= WHAT THE TASK REQUIRES =
Copy out, exactly and with nothing else, the stretch of lines that starts at the line containing "Can you see the white" and finishes at the end of the data.
(PROVIDED INFORMATION)
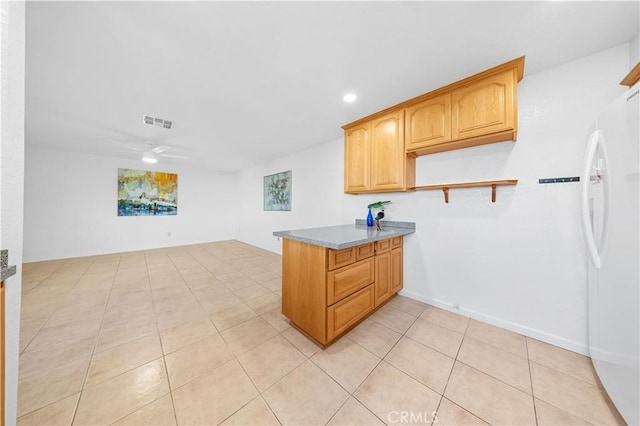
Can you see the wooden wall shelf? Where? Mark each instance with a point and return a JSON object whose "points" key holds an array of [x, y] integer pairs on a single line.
{"points": [[633, 77], [445, 187]]}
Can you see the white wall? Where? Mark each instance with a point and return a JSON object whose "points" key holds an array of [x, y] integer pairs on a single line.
{"points": [[71, 207], [317, 195], [12, 46], [518, 263]]}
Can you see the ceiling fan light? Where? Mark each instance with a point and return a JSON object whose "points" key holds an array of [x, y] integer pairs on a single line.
{"points": [[149, 157]]}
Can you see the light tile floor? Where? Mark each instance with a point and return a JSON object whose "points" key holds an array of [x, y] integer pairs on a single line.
{"points": [[194, 335]]}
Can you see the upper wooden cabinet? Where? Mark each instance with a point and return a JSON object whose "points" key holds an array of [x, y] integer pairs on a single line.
{"points": [[485, 107], [357, 157], [428, 122], [477, 110], [387, 154], [374, 156]]}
(End PROVIDED INFORMATION)
= WRITTEN SOLUTION =
Can you see the white wall? Where? Mark each instance with a point and return a JSON object whose "points" key holds an array of [x, y] integer pairs on a single line.
{"points": [[71, 207], [317, 195], [12, 46], [518, 263]]}
Can you see the ceiling fan light? Where? Mark each instance with a point and return a JSON object whose "points" key holds an array of [x, y] integer pairs on a single line.
{"points": [[149, 157]]}
Can you see the light tile floor? Where? Mark each instance with a point and return a JSON object whose "points" key holds an array of [x, y] integer pairs on a single line.
{"points": [[194, 335]]}
Can you see the upper wooden cabinet? Where? Mark each instance with a point and return a JSON object whose "points" key holds an array of [x, y] integer pairs on a single line.
{"points": [[485, 107], [357, 157], [428, 122], [477, 110], [387, 154], [374, 156]]}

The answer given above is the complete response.